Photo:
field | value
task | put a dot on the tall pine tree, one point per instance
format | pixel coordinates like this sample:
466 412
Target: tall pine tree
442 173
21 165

**********

▶ **THE TASK**
Reproduce every entry above verbatim, line by line, without any alteration.

▶ **EXPECTED OUTPUT**
Photo:
field | value
task | put a dot on the tall pine tree, one point per instance
format | pixel coordinates like this sample:
466 412
Target: tall pine tree
442 173
21 165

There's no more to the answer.